*Given problem*. Please repeat the stretch of lines from the one containing "[outline] oven door handle, per instance" through the one containing "[[[617,469],[704,468],[704,371],[598,372],[532,397]]]", copying them exactly and including both ends.

*Extracted data*.
[Begin]
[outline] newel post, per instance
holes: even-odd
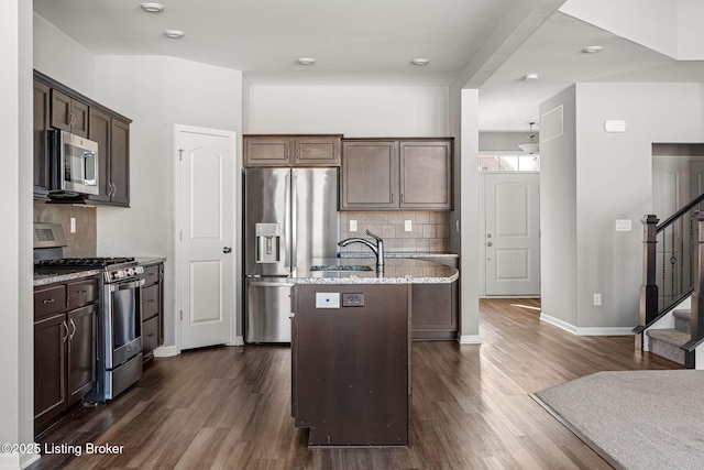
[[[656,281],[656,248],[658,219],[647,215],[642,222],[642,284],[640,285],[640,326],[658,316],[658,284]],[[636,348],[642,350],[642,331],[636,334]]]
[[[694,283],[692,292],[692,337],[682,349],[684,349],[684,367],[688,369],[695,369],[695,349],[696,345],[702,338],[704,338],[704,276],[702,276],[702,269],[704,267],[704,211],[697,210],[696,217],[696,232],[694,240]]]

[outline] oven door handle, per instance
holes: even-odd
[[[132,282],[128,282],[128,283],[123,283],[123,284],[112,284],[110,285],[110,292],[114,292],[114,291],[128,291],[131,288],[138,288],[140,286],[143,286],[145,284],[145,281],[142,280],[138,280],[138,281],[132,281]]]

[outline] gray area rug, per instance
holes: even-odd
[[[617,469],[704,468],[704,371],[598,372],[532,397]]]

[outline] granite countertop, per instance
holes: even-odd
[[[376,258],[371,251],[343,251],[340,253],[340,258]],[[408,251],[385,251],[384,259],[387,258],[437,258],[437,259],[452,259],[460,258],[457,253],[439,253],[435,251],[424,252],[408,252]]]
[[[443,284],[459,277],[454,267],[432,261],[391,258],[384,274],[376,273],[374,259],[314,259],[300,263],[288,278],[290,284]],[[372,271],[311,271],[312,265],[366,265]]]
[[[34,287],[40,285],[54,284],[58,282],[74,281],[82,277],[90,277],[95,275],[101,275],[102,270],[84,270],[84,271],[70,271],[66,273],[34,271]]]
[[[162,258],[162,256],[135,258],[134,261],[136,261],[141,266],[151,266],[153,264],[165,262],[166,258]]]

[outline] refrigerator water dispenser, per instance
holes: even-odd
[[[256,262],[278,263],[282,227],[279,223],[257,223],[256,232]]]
[End]
[Begin]
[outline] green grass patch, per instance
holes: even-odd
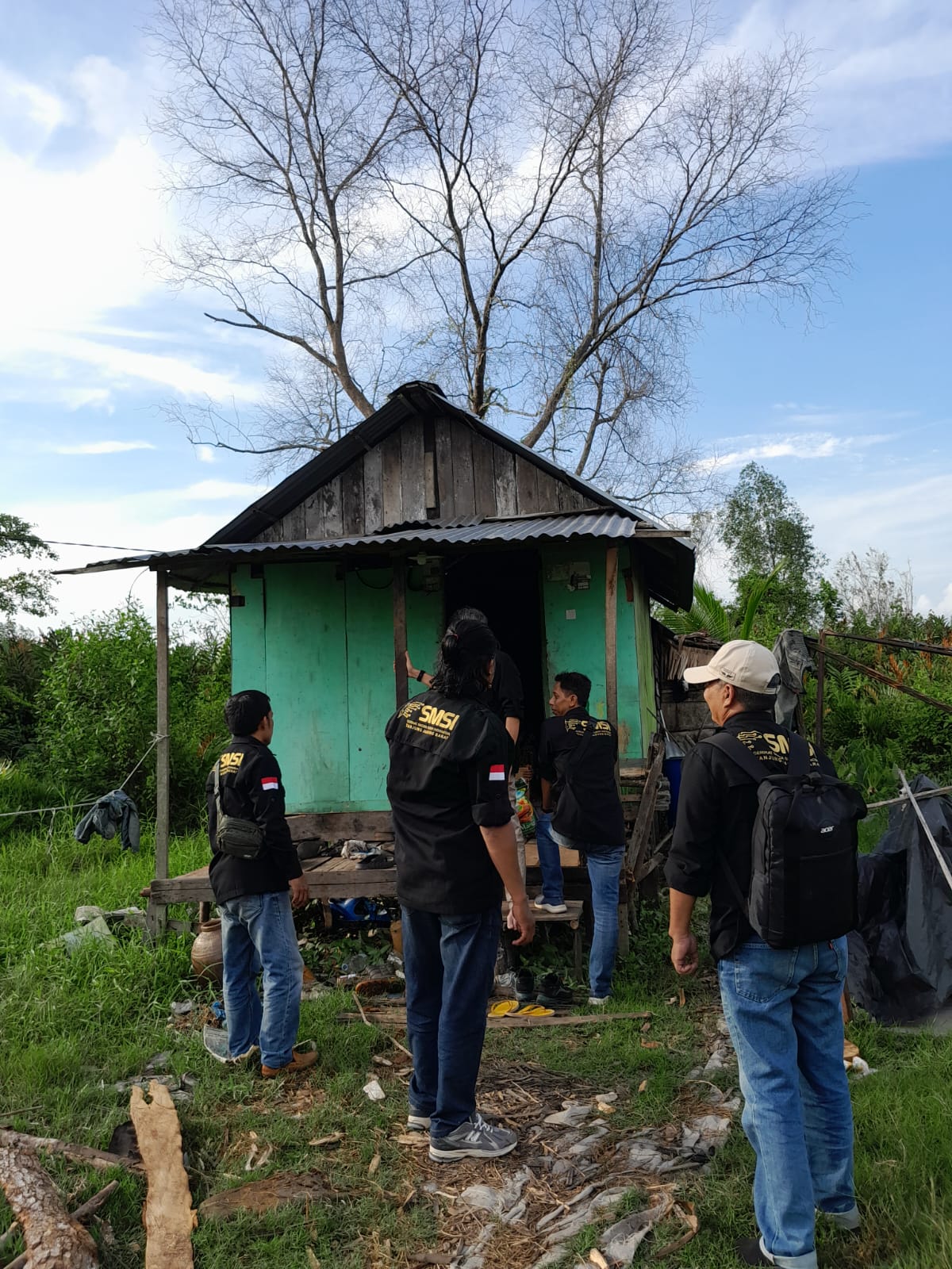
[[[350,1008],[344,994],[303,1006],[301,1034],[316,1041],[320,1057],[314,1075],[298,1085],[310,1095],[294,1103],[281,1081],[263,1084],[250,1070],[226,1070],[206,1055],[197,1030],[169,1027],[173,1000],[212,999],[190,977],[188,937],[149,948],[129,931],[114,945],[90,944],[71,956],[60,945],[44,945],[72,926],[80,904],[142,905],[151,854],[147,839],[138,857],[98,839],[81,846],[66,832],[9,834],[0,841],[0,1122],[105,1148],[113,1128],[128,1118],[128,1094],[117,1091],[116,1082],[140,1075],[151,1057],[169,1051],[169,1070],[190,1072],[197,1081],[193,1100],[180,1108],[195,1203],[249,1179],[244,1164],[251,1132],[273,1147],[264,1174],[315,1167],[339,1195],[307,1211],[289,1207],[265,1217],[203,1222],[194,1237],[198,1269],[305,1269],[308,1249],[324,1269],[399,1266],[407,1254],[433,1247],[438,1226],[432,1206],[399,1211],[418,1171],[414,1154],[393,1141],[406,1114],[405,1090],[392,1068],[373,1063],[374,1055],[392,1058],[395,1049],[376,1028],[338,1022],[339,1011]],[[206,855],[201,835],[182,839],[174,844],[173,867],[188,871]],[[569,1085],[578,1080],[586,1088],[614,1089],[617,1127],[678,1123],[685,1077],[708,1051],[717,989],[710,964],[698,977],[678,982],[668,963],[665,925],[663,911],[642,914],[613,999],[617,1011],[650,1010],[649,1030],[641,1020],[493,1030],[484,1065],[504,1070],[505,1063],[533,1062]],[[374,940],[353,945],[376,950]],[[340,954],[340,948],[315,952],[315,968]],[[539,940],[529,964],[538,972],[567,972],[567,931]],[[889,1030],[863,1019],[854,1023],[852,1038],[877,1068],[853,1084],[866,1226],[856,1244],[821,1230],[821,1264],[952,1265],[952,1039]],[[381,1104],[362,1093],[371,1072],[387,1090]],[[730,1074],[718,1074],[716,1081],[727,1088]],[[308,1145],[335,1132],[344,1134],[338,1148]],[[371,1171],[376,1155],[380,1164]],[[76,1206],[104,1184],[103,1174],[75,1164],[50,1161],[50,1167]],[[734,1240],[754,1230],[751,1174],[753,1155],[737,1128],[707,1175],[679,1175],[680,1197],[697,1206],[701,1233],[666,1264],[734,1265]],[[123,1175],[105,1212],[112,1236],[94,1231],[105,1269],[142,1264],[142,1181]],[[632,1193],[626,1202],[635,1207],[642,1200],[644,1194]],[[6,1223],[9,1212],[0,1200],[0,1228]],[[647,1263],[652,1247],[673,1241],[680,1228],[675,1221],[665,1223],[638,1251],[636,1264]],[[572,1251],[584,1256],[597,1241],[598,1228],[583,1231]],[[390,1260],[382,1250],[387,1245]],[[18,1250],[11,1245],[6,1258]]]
[End]
[Begin]
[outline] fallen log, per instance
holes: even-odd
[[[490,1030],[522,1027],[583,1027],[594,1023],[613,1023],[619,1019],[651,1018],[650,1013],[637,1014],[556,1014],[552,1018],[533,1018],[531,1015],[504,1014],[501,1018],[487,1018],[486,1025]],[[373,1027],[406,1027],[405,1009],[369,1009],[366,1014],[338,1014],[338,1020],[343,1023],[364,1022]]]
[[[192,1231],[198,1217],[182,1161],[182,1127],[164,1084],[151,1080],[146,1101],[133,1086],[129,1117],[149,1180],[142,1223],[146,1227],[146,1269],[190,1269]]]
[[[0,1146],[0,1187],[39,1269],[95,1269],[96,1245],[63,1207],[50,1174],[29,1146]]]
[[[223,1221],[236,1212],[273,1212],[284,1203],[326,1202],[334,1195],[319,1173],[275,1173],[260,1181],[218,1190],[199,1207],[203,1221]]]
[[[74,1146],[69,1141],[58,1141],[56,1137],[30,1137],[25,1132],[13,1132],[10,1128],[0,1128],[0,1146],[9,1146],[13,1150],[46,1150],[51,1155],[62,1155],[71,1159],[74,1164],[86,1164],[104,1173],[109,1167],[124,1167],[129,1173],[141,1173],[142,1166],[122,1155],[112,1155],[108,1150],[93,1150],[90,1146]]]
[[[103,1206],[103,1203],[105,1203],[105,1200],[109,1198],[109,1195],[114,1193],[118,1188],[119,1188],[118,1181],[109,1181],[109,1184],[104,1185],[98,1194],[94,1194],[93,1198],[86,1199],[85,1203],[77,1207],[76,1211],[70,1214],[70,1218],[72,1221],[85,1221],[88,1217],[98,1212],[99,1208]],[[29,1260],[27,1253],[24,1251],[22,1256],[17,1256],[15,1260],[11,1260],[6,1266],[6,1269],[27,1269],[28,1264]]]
[End]
*Result*.
[outline] oven door handle, per instance
holes: even-odd
[[[132,282],[128,282],[128,283],[123,283],[123,284],[112,284],[110,285],[110,292],[114,292],[114,291],[128,291],[131,288],[138,288],[140,286],[143,286],[145,284],[145,281],[142,280],[138,280],[138,281],[132,281]]]

[outline] gray area rug, per instance
holes: even-odd
[[[617,469],[704,468],[704,371],[598,372],[532,397]]]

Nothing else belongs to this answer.